### Task prompt
Write out, word for word, the passage of the comment on state power below that begins at the words "Those whom the" and runs through "by white criminals.".

### Document text
☆ ☆ ☆ ☆

Those whom the Gods wish to destroy They first make mad. — Euripides
by Carrie (migeru at eurotrib dot com) on Wed Sep 20th, 2006 at 05:49:29 AM EST
[ Parent ]
That's another way of stating it.

Recent history should teach us that states will pretty much do as they damn well please, and where private individuals have to ask permission the state does not.

There's a growing divide beween the US and EU on this.  My country has the august company of nations like China, Mynamar, and Saudi Arabia in continuing to execute prisoners.  And the application of that penalty is applied disproportionately to people of color, so that a black man has is much more likely to be sent to his death for a crime that in many cases is no worse than comparable acts by white criminals.

I disagree entirely with the death penalty, and think that the power of the state to kill its own needs to be limited, and must never be loaned out to private individuals (look at the history of mercenaries in Iraq, they basically act as though they have sovereign immunity.) The Bush Administration and a large section of the US military is adamant that because they exercise power in the name of state, their actions can by definition not be criminal.  It's the reason that the US Congress passed a bill authorizing the invasion of the Netherlands if a US soldier is brought before the International Criminal Court. And it's the reason the US will never sign the ICC.

You know what the problem with standing militaries is?   These soldiers get all dressed up and then have nowhere to go, if you don't kill somebody somewhere after a while people begin to question why they're paying for all these bombs when that money could be used to provide healthcare for all or allow all students to go to college at no cost to them.  Clearly if you have an interests in keeping a large military, you have to have something for them to do. And as a practical matter, the ability to kill your adversary is a fairly effective bargaining tool.

There's also an argument, that the principal US export is security.  That other nations hold US dollars as a way to allow the US to spend beyond its means, because the US provides a collective good, security, that no other nation can provide at such low cost.  It's one of the implications presented in a book called "The Pentagon's New Map", and it's really intriguing when you think about it.

☆ ☆ ☆ ☆

### Records provided
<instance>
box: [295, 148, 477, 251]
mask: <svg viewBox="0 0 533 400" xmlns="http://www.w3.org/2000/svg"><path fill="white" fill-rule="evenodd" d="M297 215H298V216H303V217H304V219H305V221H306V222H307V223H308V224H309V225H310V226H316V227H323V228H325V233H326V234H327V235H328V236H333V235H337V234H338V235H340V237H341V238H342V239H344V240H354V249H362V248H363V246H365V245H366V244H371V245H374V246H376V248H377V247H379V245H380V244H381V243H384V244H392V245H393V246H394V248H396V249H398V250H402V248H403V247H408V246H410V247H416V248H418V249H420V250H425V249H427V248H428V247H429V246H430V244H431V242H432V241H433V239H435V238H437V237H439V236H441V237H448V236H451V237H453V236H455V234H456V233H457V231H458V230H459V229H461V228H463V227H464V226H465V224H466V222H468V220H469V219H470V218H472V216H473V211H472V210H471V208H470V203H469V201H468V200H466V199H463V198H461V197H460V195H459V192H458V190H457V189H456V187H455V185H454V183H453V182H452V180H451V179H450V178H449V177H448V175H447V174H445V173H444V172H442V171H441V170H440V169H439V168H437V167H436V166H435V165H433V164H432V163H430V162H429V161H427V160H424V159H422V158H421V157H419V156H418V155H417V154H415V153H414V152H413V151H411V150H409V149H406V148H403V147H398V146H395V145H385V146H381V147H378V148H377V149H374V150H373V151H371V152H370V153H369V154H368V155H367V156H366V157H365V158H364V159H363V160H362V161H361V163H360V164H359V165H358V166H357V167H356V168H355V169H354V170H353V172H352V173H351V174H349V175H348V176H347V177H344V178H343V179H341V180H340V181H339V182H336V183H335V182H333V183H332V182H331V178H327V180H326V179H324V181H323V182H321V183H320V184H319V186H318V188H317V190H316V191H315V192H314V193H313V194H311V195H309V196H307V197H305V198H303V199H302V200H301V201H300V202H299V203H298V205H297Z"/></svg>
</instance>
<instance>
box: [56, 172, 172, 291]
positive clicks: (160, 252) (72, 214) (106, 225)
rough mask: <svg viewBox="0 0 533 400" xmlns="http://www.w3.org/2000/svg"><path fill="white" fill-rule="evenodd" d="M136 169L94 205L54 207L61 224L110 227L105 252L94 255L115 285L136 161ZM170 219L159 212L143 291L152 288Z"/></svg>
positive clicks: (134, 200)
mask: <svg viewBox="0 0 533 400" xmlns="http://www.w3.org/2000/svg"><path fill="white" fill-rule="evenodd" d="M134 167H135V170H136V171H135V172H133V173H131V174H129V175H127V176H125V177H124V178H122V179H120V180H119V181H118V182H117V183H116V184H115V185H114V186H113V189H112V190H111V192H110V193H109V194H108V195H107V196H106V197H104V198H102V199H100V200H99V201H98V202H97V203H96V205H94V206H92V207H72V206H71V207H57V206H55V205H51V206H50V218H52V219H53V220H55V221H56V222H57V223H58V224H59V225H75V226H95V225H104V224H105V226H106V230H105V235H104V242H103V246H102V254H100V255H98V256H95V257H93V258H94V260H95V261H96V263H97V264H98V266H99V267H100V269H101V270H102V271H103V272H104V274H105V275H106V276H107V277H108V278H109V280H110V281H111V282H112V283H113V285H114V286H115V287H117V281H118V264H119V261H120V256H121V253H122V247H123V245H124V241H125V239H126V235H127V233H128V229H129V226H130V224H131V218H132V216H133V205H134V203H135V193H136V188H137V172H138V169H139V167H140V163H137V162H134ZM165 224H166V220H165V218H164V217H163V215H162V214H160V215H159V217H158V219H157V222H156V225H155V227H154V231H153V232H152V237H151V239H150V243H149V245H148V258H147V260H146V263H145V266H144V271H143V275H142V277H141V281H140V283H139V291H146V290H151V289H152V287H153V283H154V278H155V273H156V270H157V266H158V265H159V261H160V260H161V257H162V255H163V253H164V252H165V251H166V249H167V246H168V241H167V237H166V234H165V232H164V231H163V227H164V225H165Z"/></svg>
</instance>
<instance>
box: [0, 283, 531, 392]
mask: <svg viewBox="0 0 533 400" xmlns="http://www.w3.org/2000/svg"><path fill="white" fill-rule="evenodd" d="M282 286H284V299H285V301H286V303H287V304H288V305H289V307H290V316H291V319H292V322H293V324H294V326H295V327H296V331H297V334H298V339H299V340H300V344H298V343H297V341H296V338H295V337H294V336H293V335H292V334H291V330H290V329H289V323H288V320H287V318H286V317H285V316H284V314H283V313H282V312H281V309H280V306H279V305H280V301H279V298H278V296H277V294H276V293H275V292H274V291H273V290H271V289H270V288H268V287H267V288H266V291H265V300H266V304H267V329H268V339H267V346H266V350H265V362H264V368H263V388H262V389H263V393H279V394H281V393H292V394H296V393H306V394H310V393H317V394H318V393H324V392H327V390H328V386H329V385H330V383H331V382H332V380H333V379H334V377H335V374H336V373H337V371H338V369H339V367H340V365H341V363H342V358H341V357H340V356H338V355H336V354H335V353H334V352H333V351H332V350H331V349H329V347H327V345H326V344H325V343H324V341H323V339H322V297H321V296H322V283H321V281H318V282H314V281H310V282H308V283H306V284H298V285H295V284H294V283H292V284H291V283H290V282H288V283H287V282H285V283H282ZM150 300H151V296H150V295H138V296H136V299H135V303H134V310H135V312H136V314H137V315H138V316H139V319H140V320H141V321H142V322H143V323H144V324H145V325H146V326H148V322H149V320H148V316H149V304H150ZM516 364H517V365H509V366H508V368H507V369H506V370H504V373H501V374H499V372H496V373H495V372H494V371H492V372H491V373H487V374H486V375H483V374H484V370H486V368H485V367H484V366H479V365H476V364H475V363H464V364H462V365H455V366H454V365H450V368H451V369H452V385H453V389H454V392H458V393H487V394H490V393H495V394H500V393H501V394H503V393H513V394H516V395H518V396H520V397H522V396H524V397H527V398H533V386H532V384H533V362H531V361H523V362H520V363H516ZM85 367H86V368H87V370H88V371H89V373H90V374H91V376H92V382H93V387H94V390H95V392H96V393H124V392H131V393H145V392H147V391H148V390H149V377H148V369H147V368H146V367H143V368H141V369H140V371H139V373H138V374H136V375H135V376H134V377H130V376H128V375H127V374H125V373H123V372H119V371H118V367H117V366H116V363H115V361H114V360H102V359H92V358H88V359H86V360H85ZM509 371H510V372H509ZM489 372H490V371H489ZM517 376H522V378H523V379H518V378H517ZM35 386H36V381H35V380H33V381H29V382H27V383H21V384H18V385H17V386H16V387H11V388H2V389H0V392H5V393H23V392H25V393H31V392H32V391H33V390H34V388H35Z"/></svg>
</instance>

☆ ☆ ☆ ☆

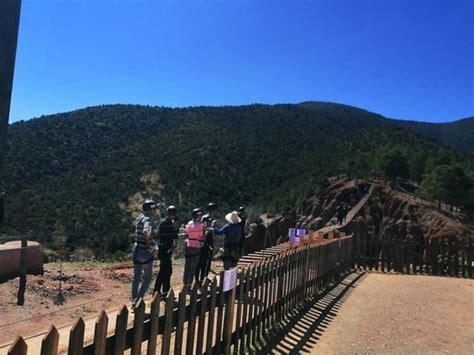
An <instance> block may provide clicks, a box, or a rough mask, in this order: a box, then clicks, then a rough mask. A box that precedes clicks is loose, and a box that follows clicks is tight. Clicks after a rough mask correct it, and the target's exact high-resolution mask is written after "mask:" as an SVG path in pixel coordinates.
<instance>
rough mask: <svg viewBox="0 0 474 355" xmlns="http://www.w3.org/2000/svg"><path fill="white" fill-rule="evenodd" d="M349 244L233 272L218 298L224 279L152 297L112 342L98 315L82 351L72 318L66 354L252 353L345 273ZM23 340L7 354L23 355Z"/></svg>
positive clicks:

☆ ☆ ☆ ☆

### Solution
Those whom the Gods wish to destroy They first make mad. — Euripides
by Carrie (migeru at eurotrib dot com) on Wed Sep 20th, 2006 at 05:49:29 AM EST
[ Parent ]
That's another way of stating it.

Recent history should teach us that states will pretty much do as they damn well please, and where private individuals have to ask permission the state does not.

There's a growing divide beween the US and EU on this.  My country has the august company of nations like China, Mynamar, and Saudi Arabia in continuing to execute prisoners.  And the application of that penalty is applied disproportionately to people of color, so that a black man has is much more likely to be sent to his death for a crime that in many cases is no worse than comparable acts by white criminals.